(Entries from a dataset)
---*---

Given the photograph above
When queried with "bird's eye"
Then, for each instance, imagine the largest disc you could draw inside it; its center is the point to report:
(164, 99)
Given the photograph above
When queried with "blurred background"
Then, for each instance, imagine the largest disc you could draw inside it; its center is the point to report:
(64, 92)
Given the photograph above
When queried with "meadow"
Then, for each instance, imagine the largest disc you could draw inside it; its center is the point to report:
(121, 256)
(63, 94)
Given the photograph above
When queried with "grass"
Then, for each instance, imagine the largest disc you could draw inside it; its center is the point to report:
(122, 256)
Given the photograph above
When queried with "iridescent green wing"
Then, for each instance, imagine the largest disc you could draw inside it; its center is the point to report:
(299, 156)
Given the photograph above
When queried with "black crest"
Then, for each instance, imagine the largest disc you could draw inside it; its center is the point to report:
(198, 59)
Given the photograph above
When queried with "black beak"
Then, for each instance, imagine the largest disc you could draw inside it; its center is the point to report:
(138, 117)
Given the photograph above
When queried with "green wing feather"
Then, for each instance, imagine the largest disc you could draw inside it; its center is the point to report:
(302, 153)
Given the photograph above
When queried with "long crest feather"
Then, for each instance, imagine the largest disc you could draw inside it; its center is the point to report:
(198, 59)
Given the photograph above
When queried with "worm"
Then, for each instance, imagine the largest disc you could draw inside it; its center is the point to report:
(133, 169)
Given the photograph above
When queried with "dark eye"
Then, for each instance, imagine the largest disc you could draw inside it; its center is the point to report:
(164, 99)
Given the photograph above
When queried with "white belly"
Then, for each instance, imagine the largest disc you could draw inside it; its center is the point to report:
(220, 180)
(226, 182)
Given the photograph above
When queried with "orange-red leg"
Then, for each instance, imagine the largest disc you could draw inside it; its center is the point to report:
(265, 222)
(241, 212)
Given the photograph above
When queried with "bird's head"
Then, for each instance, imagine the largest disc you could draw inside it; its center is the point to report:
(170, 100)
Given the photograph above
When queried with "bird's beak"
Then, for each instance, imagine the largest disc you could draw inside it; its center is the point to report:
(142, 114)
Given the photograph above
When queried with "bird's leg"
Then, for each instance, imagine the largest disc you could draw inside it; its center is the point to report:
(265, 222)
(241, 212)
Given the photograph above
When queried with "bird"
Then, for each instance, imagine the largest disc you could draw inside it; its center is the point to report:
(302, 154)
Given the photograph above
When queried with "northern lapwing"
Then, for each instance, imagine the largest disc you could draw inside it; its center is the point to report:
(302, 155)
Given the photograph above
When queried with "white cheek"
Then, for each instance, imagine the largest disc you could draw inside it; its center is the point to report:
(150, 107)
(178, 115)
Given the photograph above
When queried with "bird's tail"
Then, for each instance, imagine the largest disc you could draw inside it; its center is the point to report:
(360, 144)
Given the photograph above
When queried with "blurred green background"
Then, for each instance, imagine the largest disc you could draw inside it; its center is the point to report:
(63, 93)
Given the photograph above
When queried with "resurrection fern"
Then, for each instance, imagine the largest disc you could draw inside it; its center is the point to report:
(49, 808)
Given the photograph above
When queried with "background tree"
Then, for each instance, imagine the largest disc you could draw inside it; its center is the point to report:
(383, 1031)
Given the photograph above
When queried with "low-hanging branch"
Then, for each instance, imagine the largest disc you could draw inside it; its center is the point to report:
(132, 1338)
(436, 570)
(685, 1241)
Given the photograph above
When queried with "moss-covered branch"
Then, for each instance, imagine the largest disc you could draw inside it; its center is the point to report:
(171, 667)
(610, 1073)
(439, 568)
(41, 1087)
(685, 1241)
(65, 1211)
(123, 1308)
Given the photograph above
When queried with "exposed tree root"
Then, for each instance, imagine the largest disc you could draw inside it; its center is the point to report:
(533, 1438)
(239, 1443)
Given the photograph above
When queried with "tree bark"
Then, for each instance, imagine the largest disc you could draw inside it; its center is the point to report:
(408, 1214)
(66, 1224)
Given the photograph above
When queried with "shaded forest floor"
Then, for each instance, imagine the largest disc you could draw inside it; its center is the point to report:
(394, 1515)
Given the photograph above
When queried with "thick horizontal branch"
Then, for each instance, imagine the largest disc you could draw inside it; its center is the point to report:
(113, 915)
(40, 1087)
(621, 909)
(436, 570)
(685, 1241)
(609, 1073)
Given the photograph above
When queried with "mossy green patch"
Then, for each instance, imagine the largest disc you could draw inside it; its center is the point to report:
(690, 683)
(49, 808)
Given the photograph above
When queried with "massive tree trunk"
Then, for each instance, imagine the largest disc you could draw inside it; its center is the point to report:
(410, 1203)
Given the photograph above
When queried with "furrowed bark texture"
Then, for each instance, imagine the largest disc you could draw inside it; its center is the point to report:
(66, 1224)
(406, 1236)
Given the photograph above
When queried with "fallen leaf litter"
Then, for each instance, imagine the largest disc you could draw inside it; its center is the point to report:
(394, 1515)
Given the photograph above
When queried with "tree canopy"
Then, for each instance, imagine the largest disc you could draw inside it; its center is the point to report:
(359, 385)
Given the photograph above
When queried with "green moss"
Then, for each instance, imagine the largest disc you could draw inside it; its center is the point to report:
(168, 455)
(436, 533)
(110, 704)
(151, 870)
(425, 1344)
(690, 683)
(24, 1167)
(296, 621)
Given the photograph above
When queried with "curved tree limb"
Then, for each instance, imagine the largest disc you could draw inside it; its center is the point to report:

---*---

# WHAT TO PRODUCE:
Retype all of the data shown above, word for word.

# THE SOLUTION:
Given the photograph above
When queried with "bird's eye"
Then, for each instance, imagine the largest disc you could draw inside it; its center is the point to report:
(164, 99)
Given the photograph above
When queried with "blurred background"
Then, for each instance, imagine the largest disc you could draw inside it; its center is the point to report:
(64, 92)
Given the photograph above
When queried with "meadow"
Then, for each instance, imagine the largest disc you could draw inside it; its center is the point to report:
(121, 256)
(63, 94)
Given the photograph above
When queried with "grass"
Then, for each instance, imagine the largest disc you could draw inside it; its center is the point to report:
(122, 256)
Given the photograph above
When queried with "iridescent green wing"
Then, for each instance, imagine the largest disc you could draw inside it; its center is the point to report:
(299, 156)
Given the photograph above
When queried with "black crest"
Then, for each instance, imagine the largest disc you could draw inside it; its center is the point to report:
(198, 59)
Given the photograph above
When queried with "black beak"
Then, for each instance, imagine the largest disc you could draw inside it; its center is the point to report:
(138, 117)
Given the photograph above
When queried with "green wing feather"
Then, for each instance, imagine the largest disc you could draw inside it; its center is the point to report:
(302, 153)
Given the photograph above
When queried with "long crest feather"
Then, for each instance, imagine the largest disc you could draw inside it; its center is the point to report:
(198, 59)
Given the photograph above
When queried with "worm"
Then, for each instance, imagine the largest disc you could draw inside it; its center is the point to report:
(133, 169)
Given the photograph above
When queried with "dark eye"
Then, for each instance, imagine the largest disc you could draw inside it; its center is the point to report:
(164, 99)
Given the photograph above
When queried with "white belly"
Then, for each instance, imagine the largest disc you could draw inside it; its center is the point to report:
(220, 180)
(226, 182)
Given the photograph above
When queried with "orange-red leg"
Then, for each instance, imagine the largest disc you could draw inside it; its center is the point to report:
(265, 222)
(241, 212)
Given the photograph above
When queried with "bird's head"
Then, for each instance, imagine the largest disc you could draw inside it; its center is the point to report:
(170, 100)
Given the photograph above
When queried with "bird's beak"
Then, for each instance, imagine the largest disc you could draw inside it; its center is the point to report:
(142, 114)
Given the photograph above
When queried with "bird's leg"
Then, for each instance, imagine the largest disc you could draw inside it; its center is the point to report:
(265, 222)
(241, 212)
Given the photograph above
When queried with "bird"
Then, for each instance, imagine the largest disc you could draw inside it; its center is the point to report:
(302, 154)
Given the photograph above
When queried with "northern lapwing"
Then, for each instance, imagine the largest disc you could draw inside it; its center is the point to report:
(302, 155)
Given the photograph above
When queried with "white cheek"
Then, for each instance, imagine the largest disc you could draw inside it; its center is the point to report:
(150, 107)
(178, 115)
Given the photograph above
When queried with "bird's tail"
Then, for each instance, imagine the largest disc you could draw inside it; its center is the point to report:
(360, 144)
Given the photograph above
When queried with "blurred green background"
Then, for each instance, imagine the largest disc you could draw inside it; its center is the point to report:
(63, 93)
Given the photograph above
When queried with "resurrection fern"
Then, for each instance, imagine the largest disc you could draw inside it; its center is the point to report:
(49, 808)
Given the photograph above
When queried with "background tree"
Then, for each instance, imagine the largest disc you could draw inside it; its center is the point to report:
(383, 1031)
Given the photograph above
When queried with "low-hanging branch"
Then, for each instance, imagine the largest disc you could draw inside it; its center is the point to report:
(132, 1338)
(436, 570)
(685, 1241)
Given the photograph above
When queried with "moss-covered branch"
Then, for each instance, imagine the largest disc you could draw inside it; its center is the point to report:
(171, 667)
(610, 1073)
(439, 568)
(41, 1087)
(685, 1241)
(65, 1211)
(123, 1308)
Given the photograph above
When queried with "exposed tree root"
Then, for each instance, imagine the largest disc you could draw inside it; its center is the point to report:
(533, 1438)
(239, 1443)
Given the photograph above
When queried with "tree bark"
Then, for each instance, imagine the largest disc you could draw inside it; its center is the point to report:
(408, 1214)
(66, 1224)
Given the photograph above
When queried with "shaded forest floor"
Then, for each instance, imagine the largest disc you could draw inside it; its center is the point to report:
(394, 1515)
Given the photograph above
When queried with "thick horizontal branch"
Then, for each instance, imagine the largest disc you could draw inside it; its center is the point to report:
(113, 915)
(40, 1087)
(621, 909)
(436, 570)
(685, 1241)
(609, 1073)
Given the photograph above
When queried with "mossy green patch"
Then, for each instance, imagine the largest disc you could draw inside it; its center is the point to report:
(690, 683)
(49, 808)
Given the photograph above
When queried with "massive tree trunk"
Then, for each instance, imagine the largest disc you could draw inside it; its center is the point to report:
(410, 1203)
Given the photograph above
When queried with "furrowed bark texture"
Then, for each instance, imagine the largest disc you could draw inside it; its center is the point to report:
(66, 1224)
(406, 1236)
Given the photograph above
When queried with "fallen leaf litter"
Then, for each instance, imagine the largest disc you could draw inside it; its center is the point to report:
(394, 1515)
Given the photograph above
When queried with "tree canopy"
Then, for each instance, imagine the largest disc you could draw inside it; its center is the point to report:
(359, 385)
Given the photograph above
When queried with "green moss"
Then, for each instance, imagine the largest disc you could draw inside it; its center is the point to report:
(168, 455)
(436, 533)
(110, 704)
(151, 870)
(425, 1344)
(690, 683)
(24, 1167)
(296, 621)
Given the photograph above
When queried with "curved tree limb"
Then, for each instance, imagine the largest disc you could draw inside it; its center is the point to report:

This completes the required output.